- **Supplied information**:
Content starts

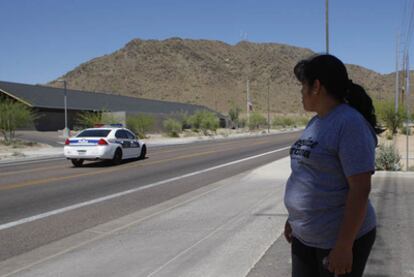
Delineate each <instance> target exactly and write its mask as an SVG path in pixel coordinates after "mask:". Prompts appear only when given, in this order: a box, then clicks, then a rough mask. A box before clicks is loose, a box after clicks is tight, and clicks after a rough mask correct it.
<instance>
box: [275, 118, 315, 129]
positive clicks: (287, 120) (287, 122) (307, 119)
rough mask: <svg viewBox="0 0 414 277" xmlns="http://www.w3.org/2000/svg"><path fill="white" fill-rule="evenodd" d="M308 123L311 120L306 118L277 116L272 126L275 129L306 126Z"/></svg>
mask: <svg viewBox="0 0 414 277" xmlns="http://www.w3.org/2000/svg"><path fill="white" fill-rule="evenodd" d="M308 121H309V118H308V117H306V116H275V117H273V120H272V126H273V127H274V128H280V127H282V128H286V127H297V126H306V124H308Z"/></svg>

Content ends
Content starts

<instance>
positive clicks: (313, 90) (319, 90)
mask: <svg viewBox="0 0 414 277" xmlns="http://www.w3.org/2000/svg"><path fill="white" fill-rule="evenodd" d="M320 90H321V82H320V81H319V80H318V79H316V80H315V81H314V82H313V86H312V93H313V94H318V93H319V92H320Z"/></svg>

Content ends

After locating the line with "Delineate each <instance>" above, return that line and every later line through the one with "positive clicks: (287, 120)", word for word and with nothing else.

- **Answer for the task**:
Delineate each <instance> target exactly and write its mask as an SVG path in pixel coordinates after "mask:". Prompts appear only when given, in this order: a box, then clicks, then a rough mask. A box before clicks is loose, a box after clicks is tight, and clicks after a rough mask correct it.
<instance>
box: [275, 118, 315, 129]
positive clicks: (287, 120) (287, 122) (307, 119)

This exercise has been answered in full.